(Entries from a dataset)
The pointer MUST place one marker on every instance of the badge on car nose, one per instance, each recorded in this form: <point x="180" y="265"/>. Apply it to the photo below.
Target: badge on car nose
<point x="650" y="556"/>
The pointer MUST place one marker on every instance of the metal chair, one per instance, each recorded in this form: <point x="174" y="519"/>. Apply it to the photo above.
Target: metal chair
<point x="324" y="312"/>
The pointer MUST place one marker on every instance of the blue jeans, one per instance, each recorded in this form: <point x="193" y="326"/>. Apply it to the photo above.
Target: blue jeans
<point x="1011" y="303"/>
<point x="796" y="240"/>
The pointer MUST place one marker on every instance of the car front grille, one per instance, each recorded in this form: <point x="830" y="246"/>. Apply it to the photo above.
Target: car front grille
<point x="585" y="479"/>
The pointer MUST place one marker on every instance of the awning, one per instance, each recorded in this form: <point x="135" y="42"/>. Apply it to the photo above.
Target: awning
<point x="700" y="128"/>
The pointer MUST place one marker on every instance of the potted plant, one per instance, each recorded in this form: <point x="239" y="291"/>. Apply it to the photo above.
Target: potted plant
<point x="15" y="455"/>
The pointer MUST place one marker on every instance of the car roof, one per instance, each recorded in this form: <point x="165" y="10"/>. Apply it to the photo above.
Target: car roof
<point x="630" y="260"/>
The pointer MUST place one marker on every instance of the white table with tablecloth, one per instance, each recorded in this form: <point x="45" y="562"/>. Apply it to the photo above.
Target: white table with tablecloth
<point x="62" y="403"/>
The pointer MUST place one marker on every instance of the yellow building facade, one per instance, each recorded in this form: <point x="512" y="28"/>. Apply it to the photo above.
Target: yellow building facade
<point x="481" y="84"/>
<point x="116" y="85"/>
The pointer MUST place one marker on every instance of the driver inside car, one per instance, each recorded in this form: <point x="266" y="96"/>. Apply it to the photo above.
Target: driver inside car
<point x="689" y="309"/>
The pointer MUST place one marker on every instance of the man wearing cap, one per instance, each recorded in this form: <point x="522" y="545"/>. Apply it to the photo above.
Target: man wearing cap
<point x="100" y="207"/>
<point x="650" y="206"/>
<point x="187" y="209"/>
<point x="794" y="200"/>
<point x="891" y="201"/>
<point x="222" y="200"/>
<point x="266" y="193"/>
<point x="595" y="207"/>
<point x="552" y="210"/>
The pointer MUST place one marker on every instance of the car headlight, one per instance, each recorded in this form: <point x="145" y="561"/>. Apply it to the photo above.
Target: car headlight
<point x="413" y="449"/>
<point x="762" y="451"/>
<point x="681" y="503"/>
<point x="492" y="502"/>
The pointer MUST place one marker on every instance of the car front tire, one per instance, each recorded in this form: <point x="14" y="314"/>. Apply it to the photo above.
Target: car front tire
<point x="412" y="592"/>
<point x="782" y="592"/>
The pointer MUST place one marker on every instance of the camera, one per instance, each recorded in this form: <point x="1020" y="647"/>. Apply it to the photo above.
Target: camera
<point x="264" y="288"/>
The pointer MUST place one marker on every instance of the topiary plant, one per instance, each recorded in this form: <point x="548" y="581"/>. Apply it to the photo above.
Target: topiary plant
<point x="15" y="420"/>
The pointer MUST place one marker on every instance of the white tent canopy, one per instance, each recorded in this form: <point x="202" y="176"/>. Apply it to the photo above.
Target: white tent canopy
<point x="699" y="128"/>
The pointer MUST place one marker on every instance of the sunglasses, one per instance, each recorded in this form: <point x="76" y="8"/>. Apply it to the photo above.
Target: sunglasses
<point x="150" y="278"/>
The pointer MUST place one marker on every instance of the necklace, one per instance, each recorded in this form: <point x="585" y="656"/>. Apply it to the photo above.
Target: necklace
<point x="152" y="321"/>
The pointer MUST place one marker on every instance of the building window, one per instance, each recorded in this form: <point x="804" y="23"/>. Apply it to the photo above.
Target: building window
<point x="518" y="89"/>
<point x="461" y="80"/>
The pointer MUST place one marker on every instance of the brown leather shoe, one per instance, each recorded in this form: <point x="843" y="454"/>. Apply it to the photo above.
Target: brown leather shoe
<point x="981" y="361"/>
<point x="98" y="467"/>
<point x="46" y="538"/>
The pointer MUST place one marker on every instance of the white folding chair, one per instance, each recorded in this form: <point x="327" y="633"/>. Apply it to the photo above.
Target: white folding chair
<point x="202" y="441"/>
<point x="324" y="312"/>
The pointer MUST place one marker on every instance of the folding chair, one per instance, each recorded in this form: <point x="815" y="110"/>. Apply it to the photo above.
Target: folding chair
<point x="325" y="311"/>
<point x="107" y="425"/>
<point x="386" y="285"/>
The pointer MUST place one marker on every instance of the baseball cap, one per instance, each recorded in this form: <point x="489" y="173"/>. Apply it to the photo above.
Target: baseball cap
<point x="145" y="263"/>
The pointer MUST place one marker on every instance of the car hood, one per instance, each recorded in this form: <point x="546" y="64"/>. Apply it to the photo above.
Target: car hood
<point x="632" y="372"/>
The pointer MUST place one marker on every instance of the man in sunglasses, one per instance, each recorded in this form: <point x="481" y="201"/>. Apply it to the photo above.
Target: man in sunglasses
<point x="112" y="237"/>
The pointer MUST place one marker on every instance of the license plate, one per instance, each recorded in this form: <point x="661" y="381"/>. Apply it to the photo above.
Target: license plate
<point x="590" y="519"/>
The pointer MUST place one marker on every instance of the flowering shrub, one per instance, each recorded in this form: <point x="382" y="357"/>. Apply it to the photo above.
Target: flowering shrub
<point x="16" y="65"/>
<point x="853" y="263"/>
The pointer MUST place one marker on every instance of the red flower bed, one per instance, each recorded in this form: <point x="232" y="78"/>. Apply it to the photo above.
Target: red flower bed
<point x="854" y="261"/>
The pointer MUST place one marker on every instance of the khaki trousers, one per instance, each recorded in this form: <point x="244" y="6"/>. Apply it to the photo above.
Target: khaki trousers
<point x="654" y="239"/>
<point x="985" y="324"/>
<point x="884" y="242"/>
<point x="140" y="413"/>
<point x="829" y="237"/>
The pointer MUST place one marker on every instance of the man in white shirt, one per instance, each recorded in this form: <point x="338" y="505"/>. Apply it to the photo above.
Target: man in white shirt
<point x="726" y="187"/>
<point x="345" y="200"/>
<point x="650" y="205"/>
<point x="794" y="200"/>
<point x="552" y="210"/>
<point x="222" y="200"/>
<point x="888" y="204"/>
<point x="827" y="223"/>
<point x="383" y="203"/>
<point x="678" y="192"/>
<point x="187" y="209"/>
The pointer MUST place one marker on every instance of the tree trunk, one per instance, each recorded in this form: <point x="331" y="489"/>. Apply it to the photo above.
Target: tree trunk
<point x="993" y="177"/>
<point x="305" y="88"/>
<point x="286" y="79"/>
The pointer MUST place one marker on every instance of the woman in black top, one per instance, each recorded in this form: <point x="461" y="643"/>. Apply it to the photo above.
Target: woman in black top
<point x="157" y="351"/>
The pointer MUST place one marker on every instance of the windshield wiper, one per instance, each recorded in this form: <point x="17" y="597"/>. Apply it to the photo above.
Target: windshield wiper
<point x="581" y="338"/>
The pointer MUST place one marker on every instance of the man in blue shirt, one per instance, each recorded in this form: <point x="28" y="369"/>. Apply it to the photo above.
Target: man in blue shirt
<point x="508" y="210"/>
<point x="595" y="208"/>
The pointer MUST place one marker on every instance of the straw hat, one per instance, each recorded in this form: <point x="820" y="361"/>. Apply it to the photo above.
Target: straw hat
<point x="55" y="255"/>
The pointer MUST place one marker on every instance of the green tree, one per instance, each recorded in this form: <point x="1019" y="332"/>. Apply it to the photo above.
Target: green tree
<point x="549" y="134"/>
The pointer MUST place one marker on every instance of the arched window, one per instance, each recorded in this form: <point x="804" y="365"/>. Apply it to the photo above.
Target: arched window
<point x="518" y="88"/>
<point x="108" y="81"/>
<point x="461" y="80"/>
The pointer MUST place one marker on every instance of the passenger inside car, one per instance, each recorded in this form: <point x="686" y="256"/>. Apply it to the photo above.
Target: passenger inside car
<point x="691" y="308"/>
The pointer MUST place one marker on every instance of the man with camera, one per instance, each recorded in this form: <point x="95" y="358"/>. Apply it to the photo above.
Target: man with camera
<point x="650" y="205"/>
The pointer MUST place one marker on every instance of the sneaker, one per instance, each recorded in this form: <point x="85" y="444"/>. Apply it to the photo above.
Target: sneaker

(WHAT TO WORK ON) Starting at the line with "of the arched", copy every line up to and including the last one in the entries above.

(SOLUTION BELOW)
The pointer MUST place one marker on every instance of the arched window, one per instance, each recorded in this form: <point x="804" y="365"/>. Apply it to the photo above.
Target: arched window
<point x="518" y="88"/>
<point x="108" y="81"/>
<point x="461" y="80"/>
The pointer MUST place one marker on every instance of the passenger inside car, one per instance, each recorded in this form: <point x="686" y="256"/>. Apply it to the photo above.
Target: passenger inside car
<point x="691" y="308"/>
The pointer MUST place one marker on every instance of the man with camera, one per instance, each recorded in this form: <point x="95" y="358"/>. Apply it to the photo above.
Target: man with camera
<point x="650" y="205"/>
The pointer MUST place one marker on every instance of the sneaker, one per instance, each recorded in this form: <point x="85" y="444"/>. Apply it to the photo above.
Target: sneaker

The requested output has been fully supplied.